* Set task *
Rewrite the records from the line that contains "Identify each instance of the framed" through the line that contains "Identify each instance of the kitchen island", both ends included, with "front door" replaced by "entrance door" and everything else left unchanged.

* Data for this task *
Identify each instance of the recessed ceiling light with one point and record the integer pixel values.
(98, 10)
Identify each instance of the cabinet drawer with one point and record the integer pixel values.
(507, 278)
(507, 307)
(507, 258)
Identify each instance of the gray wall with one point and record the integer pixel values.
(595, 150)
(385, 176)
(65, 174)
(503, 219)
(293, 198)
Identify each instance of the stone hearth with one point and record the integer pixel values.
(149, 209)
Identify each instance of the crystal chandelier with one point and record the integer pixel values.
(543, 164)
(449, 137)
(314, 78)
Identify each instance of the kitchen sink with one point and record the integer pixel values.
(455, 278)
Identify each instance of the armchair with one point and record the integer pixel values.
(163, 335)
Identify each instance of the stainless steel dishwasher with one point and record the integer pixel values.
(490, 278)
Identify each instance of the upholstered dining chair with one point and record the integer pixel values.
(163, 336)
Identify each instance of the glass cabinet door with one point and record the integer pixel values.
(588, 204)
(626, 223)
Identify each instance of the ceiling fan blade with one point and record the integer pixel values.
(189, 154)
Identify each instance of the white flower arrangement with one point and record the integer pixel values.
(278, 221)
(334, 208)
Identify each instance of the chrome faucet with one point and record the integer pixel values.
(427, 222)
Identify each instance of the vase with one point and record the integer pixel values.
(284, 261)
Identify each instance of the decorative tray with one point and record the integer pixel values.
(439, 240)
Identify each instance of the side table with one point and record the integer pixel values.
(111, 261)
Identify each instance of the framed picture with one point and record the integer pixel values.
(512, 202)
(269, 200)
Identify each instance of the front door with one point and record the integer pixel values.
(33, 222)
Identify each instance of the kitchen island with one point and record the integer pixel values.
* * *
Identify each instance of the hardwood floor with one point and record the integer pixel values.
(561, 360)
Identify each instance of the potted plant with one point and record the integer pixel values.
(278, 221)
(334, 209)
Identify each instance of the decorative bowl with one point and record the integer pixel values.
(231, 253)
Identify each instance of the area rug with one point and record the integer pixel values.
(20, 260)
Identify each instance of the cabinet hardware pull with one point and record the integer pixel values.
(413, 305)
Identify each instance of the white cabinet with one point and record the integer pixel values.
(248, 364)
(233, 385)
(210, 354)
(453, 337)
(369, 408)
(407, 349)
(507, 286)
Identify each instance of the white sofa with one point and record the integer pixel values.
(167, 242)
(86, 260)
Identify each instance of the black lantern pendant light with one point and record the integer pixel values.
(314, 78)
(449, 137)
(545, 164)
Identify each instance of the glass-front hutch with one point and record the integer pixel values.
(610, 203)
---
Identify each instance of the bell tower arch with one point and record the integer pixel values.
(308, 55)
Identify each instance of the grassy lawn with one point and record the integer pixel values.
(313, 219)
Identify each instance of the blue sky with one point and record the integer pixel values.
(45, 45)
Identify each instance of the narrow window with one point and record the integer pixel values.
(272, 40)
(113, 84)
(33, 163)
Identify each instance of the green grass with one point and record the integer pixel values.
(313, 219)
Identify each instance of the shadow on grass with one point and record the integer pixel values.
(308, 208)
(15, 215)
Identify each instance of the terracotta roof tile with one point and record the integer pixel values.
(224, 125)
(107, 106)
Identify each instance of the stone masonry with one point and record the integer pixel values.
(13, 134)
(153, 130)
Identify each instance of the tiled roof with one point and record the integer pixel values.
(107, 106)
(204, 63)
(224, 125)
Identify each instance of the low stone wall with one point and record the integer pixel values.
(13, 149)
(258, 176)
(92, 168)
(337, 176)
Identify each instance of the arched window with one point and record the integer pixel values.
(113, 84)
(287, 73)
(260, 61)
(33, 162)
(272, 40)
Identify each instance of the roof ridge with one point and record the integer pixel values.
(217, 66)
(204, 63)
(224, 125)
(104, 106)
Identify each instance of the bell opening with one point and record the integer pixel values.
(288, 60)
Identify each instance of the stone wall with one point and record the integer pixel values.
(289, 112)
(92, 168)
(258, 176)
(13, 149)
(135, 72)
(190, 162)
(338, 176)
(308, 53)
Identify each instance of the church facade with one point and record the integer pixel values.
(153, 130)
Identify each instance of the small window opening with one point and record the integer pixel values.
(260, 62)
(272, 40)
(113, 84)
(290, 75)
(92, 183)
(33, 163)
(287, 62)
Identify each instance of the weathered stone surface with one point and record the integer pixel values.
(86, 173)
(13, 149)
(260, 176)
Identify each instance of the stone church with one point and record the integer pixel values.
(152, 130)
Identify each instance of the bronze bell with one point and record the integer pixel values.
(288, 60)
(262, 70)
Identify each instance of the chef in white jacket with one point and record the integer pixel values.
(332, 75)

* Exercise answer *
Identify each instance of the framed picture with one point and record the integer pixel values.
(512, 202)
(269, 200)
Identify each instance of the entrance door with one point and record the integer pixel values.
(33, 222)
Identify each instance of the kitchen island with one point and record the integer pixel values.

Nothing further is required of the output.